Assignment: The line containing "green pom-pom ->" marks the end, so write out exactly every line from the top of the entries below through that one.

┌─ Data for review

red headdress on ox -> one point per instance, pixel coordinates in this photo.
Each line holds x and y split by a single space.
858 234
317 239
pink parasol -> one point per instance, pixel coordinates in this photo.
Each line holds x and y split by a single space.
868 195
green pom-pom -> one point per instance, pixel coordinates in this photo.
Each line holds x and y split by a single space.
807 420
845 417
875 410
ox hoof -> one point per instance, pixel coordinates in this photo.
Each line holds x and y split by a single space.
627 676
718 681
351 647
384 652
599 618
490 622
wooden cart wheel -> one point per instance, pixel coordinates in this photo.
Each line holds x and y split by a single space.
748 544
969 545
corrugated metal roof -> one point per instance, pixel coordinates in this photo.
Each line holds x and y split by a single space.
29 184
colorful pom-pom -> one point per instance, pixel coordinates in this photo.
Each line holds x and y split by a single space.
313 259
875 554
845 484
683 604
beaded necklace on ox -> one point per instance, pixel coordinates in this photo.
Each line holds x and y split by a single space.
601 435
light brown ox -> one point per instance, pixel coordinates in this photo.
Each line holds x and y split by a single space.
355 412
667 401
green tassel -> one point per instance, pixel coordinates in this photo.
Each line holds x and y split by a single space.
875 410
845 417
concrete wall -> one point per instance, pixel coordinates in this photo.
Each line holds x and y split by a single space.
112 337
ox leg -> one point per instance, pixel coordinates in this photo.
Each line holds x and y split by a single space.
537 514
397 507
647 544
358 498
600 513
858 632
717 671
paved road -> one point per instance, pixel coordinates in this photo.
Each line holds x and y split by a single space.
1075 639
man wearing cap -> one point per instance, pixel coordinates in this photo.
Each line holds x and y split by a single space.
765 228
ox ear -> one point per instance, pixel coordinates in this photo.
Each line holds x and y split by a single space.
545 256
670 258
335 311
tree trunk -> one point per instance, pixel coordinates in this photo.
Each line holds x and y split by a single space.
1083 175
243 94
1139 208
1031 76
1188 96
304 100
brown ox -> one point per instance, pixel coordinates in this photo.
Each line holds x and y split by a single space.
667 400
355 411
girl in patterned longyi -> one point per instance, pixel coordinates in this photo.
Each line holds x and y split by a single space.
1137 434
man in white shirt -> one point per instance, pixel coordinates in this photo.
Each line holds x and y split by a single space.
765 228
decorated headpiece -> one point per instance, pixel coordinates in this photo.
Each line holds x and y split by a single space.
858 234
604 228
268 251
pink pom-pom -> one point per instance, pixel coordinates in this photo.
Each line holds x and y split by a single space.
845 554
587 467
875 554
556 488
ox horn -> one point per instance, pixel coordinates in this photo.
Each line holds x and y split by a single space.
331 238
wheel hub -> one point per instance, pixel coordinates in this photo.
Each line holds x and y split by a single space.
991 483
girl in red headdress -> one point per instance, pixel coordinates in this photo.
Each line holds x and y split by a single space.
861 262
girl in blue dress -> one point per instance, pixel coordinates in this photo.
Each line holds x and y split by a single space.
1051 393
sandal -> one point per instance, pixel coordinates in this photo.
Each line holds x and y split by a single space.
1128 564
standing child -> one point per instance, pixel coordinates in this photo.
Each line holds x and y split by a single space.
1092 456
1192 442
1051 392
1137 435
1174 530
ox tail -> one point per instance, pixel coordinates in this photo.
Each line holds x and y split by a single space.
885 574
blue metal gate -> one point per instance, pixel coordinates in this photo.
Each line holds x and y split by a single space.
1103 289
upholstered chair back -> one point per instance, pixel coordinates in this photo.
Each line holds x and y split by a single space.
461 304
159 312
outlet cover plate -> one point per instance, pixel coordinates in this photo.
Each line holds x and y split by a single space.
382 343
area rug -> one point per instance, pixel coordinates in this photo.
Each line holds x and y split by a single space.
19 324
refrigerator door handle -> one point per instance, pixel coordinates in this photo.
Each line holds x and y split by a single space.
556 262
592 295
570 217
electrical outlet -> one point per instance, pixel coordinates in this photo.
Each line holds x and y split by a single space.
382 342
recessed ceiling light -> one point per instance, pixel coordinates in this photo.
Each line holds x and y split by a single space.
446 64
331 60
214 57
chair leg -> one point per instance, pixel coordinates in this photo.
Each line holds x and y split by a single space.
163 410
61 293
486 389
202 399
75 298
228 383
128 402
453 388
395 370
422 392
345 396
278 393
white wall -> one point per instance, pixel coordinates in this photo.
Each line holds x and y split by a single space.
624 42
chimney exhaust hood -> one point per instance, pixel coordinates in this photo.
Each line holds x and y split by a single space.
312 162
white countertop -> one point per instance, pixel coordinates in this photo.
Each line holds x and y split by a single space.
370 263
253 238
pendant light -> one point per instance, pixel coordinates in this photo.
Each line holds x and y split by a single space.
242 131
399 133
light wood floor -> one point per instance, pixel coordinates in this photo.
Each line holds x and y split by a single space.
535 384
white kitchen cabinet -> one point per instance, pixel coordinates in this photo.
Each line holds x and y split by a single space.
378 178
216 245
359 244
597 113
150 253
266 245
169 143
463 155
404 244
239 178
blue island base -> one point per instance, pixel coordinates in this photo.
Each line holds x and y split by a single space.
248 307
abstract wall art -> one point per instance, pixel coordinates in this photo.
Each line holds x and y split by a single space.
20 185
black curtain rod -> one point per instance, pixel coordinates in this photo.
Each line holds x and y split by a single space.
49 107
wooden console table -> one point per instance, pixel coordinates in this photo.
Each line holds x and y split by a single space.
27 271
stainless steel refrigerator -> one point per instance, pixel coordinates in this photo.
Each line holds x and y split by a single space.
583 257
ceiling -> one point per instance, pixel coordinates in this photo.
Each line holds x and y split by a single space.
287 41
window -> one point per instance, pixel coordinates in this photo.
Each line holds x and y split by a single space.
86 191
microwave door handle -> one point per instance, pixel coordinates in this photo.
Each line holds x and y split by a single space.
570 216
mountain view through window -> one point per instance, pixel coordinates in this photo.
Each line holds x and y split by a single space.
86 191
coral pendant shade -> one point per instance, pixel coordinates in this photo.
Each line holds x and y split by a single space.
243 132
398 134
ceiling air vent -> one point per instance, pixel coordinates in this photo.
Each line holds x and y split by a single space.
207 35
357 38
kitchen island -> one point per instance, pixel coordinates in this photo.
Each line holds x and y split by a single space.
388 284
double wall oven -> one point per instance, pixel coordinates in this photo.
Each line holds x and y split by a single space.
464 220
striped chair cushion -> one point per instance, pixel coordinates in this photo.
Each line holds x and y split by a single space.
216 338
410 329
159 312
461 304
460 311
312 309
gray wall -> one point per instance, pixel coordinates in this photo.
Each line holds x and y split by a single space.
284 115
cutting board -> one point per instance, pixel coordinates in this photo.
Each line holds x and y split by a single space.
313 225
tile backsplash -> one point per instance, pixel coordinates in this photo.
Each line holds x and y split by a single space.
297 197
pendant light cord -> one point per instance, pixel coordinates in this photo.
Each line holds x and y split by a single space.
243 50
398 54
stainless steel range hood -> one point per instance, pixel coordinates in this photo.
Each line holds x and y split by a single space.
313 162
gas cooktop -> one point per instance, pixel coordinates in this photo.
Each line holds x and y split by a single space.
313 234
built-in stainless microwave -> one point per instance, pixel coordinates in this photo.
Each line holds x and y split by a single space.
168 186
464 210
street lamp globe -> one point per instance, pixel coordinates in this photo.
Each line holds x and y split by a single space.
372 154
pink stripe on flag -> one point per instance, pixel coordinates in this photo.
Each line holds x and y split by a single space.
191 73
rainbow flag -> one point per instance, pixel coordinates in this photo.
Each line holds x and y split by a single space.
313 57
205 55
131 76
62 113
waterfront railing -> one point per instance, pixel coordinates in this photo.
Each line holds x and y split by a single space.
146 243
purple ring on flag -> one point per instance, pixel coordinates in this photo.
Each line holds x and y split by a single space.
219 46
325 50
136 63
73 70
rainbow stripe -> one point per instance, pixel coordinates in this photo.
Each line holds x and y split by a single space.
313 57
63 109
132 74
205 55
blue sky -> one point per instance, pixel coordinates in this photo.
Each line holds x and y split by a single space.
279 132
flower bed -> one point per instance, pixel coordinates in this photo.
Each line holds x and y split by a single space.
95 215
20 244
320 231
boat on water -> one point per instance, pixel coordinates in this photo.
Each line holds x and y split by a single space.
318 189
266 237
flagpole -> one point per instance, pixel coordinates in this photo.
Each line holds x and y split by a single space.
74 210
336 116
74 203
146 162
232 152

└─

Result below:
red headdress on ox -> one point per instance, pixel coordinates in this photo.
Each line holds x and y split by a single space.
858 234
317 239
pink parasol -> one point per instance, pixel coordinates in this photo.
Each line holds x and y split by a single space.
868 195
green pom-pom -> one point per instance, pixel coordinates in this photo.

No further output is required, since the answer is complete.